Beneath this sentence is a set of records; write each of them out exactly.

▸ Entries provided
···
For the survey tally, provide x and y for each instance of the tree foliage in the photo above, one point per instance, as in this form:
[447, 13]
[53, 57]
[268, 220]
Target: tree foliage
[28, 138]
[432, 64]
···
▸ Result
For the survey tally, provide x and y for each instance of the tree foliage in the photo above, one point per instance, as in this form:
[447, 13]
[53, 57]
[268, 220]
Target: tree foliage
[28, 138]
[432, 64]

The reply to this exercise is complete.